■ **Aufgabe 1**
Gib den Text über das Wahlrecht für Kinder vollständig und wortgetreu wieder.

■ **Lesetext**
Sonntag, 24. Mai 2009

"Wenn man religions- und strafmündig ist, dann kann man auch wahlmündig sein", so Merk.

http://www.ard.de/zukunft/kinder-sind-zukunft/kinder-sind-hellwach/wahlrecht-ab-null/-/id=520626/nid=520626/did=576342/dv32nf/index.html
Kinder wählen
Wahlrecht ab null

Mit 16 Jahren dürfen Jugendliche in Deutschland heiraten, mit 17 in Begleitung Auto fahren. Doch an der Bundestagswahl teilnehmen - das ist erst ab 18 Jahren möglich. Dies halten einige Experten für ungerecht: Sie wollen ein Wahlrecht von Geburt an.


Bislang dürfen Kinder bei der Wahl nur zuschauen.

Im Grundgesetz ist das Wahlrecht geregelt. Nach Artikel 38 darf bei einer freien, allgemeinen, gleichen und geheimen Bundestagswahl jeder deutsche Staatsbürger seine Stimme abgeben, der "das 18. Lebensjahr vollendet hat".

■ **Aufgabe 2**
Kannst du die nachfolgenden Zeilen von der ersten an bis einschließlich der Zeile mit „pixel 134 173“ unverändert ausgeben, und nur diese?

■ **Daten zur Aufgabe**
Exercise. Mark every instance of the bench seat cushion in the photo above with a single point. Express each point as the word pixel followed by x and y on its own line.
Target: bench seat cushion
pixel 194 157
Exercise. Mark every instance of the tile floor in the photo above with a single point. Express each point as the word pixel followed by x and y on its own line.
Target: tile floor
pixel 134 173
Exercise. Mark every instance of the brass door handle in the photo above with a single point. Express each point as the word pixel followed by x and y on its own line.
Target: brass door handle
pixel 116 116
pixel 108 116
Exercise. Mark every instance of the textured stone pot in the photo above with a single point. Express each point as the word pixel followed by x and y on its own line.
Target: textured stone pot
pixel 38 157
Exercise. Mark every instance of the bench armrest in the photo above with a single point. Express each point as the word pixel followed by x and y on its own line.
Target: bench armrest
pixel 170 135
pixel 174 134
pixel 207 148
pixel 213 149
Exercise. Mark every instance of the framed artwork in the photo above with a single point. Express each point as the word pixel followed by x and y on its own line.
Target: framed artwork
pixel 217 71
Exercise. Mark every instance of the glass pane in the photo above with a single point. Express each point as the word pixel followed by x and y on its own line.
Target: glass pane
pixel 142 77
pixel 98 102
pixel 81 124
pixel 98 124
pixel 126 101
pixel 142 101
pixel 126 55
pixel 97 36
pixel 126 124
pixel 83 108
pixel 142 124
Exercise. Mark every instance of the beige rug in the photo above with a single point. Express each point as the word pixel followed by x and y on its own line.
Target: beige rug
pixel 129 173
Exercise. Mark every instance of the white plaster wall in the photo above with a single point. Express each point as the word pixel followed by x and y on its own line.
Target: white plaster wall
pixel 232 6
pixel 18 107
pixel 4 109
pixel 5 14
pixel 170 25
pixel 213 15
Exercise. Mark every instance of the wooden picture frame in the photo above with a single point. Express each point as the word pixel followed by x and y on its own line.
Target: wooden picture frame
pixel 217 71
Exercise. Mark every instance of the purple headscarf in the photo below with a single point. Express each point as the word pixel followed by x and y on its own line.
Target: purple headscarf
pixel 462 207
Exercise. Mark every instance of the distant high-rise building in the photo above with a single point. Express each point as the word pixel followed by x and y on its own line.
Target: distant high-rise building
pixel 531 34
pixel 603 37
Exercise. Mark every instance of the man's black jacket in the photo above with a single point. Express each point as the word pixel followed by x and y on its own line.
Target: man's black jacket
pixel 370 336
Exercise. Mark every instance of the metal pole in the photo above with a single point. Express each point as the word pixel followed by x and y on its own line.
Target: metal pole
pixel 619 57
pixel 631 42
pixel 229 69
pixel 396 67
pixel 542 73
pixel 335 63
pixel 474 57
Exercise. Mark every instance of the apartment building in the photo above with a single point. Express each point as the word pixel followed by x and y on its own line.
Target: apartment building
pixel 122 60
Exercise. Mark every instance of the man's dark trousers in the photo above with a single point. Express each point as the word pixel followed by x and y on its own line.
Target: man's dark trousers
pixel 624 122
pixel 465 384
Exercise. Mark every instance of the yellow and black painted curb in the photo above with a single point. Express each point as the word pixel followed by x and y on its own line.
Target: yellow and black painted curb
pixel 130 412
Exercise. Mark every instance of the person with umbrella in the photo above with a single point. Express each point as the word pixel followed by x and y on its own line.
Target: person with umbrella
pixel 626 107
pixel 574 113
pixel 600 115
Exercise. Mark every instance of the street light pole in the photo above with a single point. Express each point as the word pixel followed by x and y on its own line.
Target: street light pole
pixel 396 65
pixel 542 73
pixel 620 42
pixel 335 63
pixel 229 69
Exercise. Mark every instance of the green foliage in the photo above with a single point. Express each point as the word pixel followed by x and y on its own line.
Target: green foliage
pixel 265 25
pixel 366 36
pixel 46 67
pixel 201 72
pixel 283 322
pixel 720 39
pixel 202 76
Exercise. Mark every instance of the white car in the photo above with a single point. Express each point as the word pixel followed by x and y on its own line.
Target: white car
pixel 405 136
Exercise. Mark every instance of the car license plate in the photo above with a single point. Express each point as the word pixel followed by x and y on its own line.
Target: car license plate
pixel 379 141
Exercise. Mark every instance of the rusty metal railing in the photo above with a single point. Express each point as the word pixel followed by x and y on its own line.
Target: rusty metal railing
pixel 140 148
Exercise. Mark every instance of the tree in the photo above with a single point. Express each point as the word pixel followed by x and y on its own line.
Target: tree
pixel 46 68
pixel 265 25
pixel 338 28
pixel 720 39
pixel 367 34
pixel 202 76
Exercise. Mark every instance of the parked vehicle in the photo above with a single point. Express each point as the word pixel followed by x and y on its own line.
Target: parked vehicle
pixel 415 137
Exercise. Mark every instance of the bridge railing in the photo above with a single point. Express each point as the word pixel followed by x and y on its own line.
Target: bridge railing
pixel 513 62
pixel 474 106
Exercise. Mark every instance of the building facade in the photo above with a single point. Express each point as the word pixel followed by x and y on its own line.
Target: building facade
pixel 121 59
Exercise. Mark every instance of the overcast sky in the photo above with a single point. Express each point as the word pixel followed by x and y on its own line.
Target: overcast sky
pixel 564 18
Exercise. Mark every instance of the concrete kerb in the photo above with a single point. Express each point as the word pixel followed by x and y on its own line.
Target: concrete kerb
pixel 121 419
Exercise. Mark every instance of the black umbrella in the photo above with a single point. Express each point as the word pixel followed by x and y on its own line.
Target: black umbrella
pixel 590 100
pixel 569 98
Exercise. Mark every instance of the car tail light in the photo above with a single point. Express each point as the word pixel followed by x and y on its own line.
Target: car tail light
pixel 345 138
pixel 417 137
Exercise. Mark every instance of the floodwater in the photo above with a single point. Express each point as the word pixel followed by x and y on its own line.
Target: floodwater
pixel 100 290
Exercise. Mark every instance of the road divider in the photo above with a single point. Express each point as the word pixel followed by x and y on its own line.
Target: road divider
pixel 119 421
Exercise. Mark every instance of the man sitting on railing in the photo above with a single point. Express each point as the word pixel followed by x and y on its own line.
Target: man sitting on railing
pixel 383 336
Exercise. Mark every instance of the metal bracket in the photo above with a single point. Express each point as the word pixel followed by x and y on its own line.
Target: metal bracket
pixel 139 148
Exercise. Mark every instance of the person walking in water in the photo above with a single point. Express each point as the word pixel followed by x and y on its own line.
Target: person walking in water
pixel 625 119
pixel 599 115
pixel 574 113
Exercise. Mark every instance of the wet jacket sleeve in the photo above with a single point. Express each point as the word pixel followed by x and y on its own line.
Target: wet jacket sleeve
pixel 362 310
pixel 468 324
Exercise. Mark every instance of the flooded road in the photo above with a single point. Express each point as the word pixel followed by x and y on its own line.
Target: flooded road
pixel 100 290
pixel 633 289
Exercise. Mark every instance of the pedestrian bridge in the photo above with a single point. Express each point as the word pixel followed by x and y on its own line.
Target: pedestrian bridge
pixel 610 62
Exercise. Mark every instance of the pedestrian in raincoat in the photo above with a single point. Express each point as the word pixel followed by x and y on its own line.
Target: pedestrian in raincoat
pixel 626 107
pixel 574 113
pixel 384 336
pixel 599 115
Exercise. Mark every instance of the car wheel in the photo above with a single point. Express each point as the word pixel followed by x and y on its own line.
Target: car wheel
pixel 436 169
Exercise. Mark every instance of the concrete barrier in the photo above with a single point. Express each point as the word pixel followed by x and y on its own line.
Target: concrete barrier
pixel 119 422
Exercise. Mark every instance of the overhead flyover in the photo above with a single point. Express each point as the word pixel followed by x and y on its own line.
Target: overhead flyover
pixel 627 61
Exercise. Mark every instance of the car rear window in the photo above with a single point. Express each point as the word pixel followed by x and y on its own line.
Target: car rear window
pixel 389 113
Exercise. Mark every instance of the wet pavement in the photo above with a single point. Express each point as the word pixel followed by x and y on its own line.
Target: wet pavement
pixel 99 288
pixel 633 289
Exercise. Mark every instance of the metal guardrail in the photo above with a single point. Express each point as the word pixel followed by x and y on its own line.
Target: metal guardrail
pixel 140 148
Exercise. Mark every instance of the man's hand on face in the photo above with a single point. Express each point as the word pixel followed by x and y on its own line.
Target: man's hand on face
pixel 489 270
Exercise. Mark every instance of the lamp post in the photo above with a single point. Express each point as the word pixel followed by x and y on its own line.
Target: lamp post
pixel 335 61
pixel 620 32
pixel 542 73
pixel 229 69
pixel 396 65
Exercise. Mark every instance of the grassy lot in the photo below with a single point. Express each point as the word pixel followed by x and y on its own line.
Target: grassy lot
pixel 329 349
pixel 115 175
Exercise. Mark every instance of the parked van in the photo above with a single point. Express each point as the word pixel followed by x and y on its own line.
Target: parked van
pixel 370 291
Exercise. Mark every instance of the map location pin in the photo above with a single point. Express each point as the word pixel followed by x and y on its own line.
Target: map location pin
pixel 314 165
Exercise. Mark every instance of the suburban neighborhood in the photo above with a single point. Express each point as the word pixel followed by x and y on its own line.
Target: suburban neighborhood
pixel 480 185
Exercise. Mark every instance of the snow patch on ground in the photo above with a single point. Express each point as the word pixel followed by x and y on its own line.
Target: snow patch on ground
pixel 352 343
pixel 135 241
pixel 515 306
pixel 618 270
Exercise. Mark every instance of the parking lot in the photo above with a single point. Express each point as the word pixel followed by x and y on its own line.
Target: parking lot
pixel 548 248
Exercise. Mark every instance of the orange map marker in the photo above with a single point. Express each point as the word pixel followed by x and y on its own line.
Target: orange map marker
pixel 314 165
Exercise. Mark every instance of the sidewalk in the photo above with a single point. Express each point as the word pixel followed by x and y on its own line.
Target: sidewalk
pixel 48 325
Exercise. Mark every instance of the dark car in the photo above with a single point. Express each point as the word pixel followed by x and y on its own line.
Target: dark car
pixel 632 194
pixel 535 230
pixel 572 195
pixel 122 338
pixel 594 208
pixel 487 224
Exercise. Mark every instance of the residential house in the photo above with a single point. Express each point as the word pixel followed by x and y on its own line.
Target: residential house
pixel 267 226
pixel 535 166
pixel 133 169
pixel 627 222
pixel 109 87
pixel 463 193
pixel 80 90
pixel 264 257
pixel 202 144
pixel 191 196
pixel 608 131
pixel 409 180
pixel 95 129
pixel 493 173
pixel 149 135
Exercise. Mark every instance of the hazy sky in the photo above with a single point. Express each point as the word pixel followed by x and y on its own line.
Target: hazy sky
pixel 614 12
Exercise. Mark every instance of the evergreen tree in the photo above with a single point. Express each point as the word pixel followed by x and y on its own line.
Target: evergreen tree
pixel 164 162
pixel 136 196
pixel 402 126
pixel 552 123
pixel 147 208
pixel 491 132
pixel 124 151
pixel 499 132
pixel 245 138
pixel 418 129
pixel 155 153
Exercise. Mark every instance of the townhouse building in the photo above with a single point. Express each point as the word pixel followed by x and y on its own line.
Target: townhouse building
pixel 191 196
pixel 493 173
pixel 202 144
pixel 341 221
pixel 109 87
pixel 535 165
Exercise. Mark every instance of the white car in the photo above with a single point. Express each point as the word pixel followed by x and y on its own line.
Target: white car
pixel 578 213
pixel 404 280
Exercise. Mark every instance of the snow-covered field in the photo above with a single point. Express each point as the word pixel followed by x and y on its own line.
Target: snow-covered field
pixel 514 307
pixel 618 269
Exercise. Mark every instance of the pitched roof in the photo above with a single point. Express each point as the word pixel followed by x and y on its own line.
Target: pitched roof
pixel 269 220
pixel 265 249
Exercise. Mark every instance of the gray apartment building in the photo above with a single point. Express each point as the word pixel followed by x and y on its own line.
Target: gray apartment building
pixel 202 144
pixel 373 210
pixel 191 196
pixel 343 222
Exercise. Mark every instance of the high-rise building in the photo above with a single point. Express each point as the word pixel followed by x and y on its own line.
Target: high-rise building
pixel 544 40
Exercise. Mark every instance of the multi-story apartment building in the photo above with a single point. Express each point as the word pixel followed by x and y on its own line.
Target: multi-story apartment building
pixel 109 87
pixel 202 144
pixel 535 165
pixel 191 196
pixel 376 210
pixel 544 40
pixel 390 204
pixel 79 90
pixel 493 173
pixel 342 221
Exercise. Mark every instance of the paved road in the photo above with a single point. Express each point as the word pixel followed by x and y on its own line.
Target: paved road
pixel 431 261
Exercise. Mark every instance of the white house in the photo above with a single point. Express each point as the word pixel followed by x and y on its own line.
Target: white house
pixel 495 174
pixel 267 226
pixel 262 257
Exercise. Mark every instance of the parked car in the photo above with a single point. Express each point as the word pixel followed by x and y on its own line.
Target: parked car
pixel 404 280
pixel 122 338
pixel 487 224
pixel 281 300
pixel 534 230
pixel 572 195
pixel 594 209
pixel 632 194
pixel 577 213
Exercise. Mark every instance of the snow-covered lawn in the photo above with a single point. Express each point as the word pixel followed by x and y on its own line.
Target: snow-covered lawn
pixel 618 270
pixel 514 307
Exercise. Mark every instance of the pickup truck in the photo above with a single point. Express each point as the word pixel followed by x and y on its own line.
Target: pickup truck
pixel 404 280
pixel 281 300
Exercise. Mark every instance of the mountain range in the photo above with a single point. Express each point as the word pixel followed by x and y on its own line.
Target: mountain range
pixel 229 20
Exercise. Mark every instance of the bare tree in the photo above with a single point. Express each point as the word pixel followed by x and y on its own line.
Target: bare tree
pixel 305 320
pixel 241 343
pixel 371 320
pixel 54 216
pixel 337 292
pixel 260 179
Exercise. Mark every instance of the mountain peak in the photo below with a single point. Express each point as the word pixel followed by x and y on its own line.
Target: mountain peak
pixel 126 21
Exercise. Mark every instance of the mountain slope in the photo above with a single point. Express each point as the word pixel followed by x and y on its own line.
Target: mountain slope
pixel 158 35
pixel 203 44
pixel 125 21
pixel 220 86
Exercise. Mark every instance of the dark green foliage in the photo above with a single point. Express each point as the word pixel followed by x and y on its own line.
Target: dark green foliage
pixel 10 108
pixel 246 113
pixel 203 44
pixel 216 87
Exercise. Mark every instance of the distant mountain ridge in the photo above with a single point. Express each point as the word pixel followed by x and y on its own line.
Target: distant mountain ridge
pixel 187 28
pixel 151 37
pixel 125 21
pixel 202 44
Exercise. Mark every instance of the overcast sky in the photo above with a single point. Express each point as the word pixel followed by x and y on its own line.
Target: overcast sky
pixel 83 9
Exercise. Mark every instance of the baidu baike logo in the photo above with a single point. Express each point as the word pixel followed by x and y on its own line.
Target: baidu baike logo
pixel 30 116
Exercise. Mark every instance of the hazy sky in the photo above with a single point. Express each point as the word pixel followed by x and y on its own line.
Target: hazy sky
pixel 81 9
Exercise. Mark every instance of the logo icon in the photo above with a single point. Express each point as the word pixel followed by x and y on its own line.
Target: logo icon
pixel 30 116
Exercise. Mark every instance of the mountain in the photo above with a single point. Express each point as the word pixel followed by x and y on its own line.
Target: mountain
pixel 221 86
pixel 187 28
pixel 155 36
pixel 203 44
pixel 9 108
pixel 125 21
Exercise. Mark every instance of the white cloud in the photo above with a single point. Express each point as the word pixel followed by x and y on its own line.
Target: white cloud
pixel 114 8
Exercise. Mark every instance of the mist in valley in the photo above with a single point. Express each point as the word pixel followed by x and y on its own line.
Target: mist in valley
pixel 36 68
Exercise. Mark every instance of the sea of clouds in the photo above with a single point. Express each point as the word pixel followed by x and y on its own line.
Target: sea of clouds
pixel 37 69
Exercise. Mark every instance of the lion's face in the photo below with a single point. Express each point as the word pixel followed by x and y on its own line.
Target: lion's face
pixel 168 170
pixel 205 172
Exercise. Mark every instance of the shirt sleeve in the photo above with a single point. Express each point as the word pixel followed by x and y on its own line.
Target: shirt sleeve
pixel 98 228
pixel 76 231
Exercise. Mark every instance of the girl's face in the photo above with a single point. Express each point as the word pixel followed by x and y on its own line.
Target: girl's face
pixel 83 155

■ **Richtige Antwort 1**
Sonntag, 24. Mai 2009

"Wenn man religions- und strafmündig ist, dann kann man auch wahlmündig sein", so Merk.

http://www.ard.de/zukunft/kinder-sind-zukunft/kinder-sind-hellwach/wahlrecht-ab-null/-/id=520626/nid=520626/did=576342/dv32nf/index.html
Kinder wählen
Wahlrecht ab null

Mit 16 Jahren dürfen Jugendliche in Deutschland heiraten, mit 17 in Begleitung Auto fahren. Doch an der Bundestagswahl teilnehmen - das ist erst ab 18 Jahren möglich. Dies halten einige Experten für ungerecht: Sie wollen ein Wahlrecht von Geburt an.


Bislang dürfen Kinder bei der Wahl nur zuschauen.

Im Grundgesetz ist das Wahlrecht geregelt. Nach Artikel 38 darf bei einer freien, allgemeinen, gleichen und geheimen Bundestagswahl jeder deutsche Staatsbürger seine Stimme abgeben, der "das 18. Lebensjahr vollendet hat".

■ **Richtige Antwort 2**
Exercise. Mark every instance of the bench seat cushion in the photo above with a single point. Express each point as the word pixel followed by x and y on its own line.
Target: bench seat cushion
pixel 194 157
Exercise. Mark every instance of the tile floor in the photo above with a single point. Express each point as the word pixel followed by x and y on its own line.
Target: tile floor
pixel 134 173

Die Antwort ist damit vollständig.